Content starts
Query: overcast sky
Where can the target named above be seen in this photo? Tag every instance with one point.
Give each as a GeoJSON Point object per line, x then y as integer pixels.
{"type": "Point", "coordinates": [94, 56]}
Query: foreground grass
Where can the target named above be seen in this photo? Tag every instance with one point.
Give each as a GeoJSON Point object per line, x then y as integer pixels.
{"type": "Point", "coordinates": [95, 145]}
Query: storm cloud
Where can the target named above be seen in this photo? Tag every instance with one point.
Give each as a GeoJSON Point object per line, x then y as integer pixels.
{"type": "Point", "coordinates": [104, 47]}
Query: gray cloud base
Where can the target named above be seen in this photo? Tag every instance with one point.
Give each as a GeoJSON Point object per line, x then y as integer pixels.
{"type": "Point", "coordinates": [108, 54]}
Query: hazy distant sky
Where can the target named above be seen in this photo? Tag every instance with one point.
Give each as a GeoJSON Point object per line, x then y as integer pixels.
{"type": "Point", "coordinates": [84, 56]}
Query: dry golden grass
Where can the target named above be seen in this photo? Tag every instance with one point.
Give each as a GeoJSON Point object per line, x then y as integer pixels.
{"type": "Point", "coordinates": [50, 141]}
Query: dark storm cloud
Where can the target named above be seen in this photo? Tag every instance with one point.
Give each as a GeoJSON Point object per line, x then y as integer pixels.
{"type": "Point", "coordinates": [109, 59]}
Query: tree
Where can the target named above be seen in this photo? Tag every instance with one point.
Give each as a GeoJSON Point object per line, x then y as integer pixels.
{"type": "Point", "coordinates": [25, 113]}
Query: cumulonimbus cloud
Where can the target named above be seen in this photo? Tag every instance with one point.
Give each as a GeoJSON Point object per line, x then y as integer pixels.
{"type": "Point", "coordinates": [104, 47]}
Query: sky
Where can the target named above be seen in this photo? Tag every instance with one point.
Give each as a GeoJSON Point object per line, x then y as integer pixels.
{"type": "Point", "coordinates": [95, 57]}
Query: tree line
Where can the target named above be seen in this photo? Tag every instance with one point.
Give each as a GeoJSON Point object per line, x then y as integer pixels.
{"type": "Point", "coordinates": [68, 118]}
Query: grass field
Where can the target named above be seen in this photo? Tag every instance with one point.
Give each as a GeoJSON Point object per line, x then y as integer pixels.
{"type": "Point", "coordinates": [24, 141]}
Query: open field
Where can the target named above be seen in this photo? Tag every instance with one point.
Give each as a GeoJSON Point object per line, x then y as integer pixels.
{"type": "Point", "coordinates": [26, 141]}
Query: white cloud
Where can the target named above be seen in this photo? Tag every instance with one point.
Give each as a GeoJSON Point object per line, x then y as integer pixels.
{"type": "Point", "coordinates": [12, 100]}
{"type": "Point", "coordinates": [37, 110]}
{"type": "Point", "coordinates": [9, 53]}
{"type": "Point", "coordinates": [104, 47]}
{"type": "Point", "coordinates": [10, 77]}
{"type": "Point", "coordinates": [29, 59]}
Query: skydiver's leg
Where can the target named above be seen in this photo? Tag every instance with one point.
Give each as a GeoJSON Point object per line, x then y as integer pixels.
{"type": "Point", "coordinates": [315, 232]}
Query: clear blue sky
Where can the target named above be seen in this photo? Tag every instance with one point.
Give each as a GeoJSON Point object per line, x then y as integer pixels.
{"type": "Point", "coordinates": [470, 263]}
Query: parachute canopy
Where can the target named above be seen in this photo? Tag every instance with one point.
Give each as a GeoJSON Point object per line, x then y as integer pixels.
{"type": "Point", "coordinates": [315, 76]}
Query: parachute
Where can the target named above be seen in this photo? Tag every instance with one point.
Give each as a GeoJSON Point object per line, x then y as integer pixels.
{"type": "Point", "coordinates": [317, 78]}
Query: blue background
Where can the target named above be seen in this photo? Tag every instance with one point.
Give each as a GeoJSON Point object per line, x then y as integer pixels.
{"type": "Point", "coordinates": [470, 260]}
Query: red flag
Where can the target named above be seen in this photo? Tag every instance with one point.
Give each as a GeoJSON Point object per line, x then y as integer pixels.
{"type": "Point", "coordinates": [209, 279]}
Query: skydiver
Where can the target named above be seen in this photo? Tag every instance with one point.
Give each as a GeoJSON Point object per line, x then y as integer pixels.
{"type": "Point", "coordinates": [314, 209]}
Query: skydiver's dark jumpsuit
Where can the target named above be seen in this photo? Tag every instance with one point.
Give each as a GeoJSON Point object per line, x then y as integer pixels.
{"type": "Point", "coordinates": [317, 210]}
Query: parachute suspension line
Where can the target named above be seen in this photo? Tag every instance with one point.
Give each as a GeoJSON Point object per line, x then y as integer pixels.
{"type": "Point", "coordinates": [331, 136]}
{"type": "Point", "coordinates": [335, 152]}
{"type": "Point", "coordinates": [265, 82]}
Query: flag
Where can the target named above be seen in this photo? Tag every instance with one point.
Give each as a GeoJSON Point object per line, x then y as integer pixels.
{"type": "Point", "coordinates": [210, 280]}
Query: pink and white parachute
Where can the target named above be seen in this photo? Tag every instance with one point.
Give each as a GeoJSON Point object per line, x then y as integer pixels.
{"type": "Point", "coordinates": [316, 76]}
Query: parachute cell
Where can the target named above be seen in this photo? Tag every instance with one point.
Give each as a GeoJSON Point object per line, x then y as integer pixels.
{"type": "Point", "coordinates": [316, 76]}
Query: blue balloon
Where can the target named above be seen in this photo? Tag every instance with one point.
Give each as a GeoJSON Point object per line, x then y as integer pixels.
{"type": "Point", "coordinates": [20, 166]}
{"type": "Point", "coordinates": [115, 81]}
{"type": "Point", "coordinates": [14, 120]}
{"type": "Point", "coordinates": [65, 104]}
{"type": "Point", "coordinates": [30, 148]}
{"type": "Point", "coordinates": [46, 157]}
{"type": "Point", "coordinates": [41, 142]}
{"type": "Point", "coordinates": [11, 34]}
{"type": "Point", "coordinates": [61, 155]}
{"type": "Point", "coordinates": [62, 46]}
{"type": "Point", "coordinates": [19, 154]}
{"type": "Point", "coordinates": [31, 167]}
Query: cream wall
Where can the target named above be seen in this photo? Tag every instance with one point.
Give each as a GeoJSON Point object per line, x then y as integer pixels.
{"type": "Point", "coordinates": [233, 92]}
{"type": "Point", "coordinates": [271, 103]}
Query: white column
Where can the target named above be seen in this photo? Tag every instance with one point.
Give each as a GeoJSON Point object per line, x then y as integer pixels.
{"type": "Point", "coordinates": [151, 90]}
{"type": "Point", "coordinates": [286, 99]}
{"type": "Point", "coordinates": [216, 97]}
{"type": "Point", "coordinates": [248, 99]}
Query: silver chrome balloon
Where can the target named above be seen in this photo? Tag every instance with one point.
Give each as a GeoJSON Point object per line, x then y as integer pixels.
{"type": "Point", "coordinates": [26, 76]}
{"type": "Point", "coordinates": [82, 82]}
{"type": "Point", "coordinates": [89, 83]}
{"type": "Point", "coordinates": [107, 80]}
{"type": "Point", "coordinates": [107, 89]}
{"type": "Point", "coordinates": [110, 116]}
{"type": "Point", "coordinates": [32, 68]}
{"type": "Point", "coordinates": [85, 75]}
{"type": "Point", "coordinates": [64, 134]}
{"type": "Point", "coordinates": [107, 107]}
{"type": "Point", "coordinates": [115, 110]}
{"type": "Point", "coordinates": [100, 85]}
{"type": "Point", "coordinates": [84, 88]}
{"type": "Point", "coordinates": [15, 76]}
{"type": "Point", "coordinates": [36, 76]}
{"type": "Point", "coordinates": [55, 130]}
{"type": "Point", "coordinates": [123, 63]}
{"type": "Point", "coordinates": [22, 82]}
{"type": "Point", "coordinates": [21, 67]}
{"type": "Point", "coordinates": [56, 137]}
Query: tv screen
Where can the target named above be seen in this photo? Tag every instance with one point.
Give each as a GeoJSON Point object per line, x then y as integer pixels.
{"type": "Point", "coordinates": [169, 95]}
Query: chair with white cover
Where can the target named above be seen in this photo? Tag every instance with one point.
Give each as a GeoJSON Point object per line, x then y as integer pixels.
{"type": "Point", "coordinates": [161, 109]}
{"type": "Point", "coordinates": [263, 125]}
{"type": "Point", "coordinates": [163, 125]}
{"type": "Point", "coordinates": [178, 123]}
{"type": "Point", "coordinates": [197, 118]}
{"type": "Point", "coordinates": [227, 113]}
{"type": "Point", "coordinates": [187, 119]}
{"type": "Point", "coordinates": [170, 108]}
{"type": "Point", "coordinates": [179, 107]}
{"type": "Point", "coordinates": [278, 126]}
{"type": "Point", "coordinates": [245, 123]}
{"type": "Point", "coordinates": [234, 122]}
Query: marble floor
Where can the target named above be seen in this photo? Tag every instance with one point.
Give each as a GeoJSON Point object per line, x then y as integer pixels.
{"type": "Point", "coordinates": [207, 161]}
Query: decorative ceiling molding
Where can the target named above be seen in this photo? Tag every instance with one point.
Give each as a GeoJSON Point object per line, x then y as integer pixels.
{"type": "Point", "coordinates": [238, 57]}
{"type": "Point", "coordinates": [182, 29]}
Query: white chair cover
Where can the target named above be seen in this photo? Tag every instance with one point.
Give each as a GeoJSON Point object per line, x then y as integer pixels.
Content ends
Exercise brief: Search each line of the entries for the string "cloud", then say how many lines have it. Reply with the number only.

Response to this exercise: 5